→ **Challenges**:
• 1. In the article about the Chico police meeting on military equipment, how many community members came to the two-hour session?
• 2. Pick up the article about the Chico police meeting on military equipment right after its last sentence and keep it going.

Updated: May 2, 2023


Please send your comments about the recent Community Engagement Meeting.

CC4J will compile comments and present them to the Police Chief Aldridge.

Send comments to: cc4jchico@gmail.com

Read the ER reporting on the meeting below or go to: https://www.chicoer.com/2023/04/28/police-citizens-discuss-force/


Chico Enterprise Record Reports on Police Meeting

April 28, 2023 at 4:18 a.m.

CHICO — In spirited give and take that for the most part remained cordial even in disagreements, the Chico Police Department and community members engaged in discussion on law enforcement use of military equipment in a public hearing Thursday evening at City Council Chambers.

Chico PD held the meeting per a state law, Assembly Bill 481, that defines military equipment and requires a yearly review by local jurisdictions.

Thirty Chicoans attended the two-hour session. Police Chief Billy Aldridge answered 25 of their questions after presenting the annual report. Tactical Sgt. Joel Schmid, Sgt. Todd Lefkowitz and Lt. Mike Rodden, the tactical commander, offered additional details.

Questions ranged from broad policies on policing and training to specifics on crowd control and drone use — the latter as immediate as Thursday Night Market outside, which officers monitored by drone.

Background

The City Council approved Chico Police’s annual review of military equipment at its April 7 meeting. Two councilors (Deepika Tandon and Addison Winslow) asked their colleagues to wait until after the public hearing, but councilors ultimately gave their signoff with only Winslow dissenting. Aldridge pledged he’d return to council should the public hearing spur changes.

Aldridge provided an overview of AB 481 — the 2021 law requiring local governments to review military-grade equipment used by their law enforcement entities — and Chico PD’s inventory. The “military equipment” definition applies to an array of items, such as weapons of .50 caliber or greater, pepperball launchers, chemical-dispersal cannisters, drones, robots and armored vehicles.

Military-grade equipment represents .23% (less than a quarter-percent) of Chico Police’s annual budget of $32.5 million. By comparison, he said, Sacramento is at 18%.

Aldridge said Chico PD is not seeking additional equipment from the U.S. military, and is returning equipment acquired previously though the federal Law Enforcement Support Program. Pieces in the inventory are city-owned and “the most up-to-date equipment that’s reliable.”

He noted that the department has converted shotguns into less-lethal firearms that shoot bean bags instead of bullets — every patrol car has at least one such “de-escalation” armament — and the munitions count includes ammunition required for state-mandated training.

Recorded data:
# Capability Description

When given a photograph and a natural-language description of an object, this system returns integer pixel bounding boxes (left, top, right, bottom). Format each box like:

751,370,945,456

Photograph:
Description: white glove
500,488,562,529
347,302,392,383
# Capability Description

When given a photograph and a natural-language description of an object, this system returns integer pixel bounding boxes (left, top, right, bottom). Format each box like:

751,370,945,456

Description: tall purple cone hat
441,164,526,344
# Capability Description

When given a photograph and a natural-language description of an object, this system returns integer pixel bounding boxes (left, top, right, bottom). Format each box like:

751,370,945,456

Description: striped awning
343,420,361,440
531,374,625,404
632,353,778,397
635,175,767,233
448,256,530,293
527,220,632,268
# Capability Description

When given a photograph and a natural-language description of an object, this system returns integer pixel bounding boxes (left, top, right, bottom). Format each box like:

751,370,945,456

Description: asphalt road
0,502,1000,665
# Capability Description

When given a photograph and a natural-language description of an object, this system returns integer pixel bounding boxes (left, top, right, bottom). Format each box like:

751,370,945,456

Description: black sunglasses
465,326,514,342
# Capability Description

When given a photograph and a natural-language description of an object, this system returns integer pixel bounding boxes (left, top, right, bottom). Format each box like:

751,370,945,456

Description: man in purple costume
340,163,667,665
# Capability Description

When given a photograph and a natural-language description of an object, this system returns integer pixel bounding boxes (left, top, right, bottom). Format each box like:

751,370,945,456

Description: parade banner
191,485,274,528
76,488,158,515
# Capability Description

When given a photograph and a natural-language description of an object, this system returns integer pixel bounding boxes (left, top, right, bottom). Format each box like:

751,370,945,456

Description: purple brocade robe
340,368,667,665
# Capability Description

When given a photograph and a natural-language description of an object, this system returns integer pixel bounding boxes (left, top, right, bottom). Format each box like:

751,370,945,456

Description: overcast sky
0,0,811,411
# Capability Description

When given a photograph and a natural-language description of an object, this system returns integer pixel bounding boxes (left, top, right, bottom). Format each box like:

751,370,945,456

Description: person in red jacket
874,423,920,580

→ **Response list**:
• 1. Thirty Chicoans attended.

• 2.
“Everything we have is the minimum we need to make this community safe,” Aldridge concluded. “I think it’s important we keep everything we have. I challenge you to find anything we have that’s outside the norm of law enforcement agencies.

“I think we’ve done a good job of not overmilitarizing your police department.”

Public dialogue

Differences of opinion arose during the Q&A, in which Aldridge responded to submissions on comment cards and fielded questions from the audience.

When asked about the distinction between military action and law enforcement, Aldridge drew on his Air Force service and police career. Margaret Swick of the advocacy group Concerned Citizens for Justice pointed to a distinction: “The military focus on the enemy. You focus on your fellow citizens.”

Marty Dunlap, Anne Polivka and Diane Suzuki of CC4J sought clarification on multiple points, including why “good policing” requires military equipment. Aldridge reiterated a point from his presentation that the classification of many such items may be semantic.

“Most of the equipment, you can buy,” he said, as opposed to “real military equipment” he used in the Air Force.

CC4J’s George Gold offered Aldridge a compliment for incorporating de-escalation into the policy but spoke to an incongruity between using force and calming measures.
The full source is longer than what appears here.